▸ TASK DIRECTIONS: Go over the records and copy every line with the string "woman".
___ INPUT RECORDS ___
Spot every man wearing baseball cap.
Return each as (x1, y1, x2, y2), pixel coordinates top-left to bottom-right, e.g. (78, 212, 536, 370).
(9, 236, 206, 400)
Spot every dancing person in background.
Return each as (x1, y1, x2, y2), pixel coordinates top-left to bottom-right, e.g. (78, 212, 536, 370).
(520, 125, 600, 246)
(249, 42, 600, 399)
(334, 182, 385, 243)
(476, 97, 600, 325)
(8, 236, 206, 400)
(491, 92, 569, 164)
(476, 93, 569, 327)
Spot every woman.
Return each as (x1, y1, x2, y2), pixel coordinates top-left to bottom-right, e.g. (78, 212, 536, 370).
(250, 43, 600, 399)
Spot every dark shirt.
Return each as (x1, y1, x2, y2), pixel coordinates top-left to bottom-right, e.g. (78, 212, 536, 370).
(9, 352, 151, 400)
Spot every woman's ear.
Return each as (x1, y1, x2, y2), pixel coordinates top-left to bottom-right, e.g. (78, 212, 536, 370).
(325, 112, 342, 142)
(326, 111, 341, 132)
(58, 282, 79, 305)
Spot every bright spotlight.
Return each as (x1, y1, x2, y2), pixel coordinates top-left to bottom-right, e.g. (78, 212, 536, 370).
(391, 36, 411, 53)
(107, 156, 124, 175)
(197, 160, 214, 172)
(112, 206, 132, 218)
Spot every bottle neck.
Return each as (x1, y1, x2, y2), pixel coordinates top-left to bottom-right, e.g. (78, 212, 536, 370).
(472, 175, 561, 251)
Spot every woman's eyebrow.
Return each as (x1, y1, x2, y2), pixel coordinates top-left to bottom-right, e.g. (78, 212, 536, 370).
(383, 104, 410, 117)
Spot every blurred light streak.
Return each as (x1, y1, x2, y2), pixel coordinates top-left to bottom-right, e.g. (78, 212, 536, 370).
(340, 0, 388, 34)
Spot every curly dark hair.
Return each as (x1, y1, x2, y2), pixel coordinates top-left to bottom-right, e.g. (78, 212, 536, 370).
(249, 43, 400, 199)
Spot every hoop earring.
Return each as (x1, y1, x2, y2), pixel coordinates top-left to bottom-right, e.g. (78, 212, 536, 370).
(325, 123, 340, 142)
___
▸ TASK ANSWER:
Spot every woman.
Spot every woman's ear.
Spot every woman's eyebrow.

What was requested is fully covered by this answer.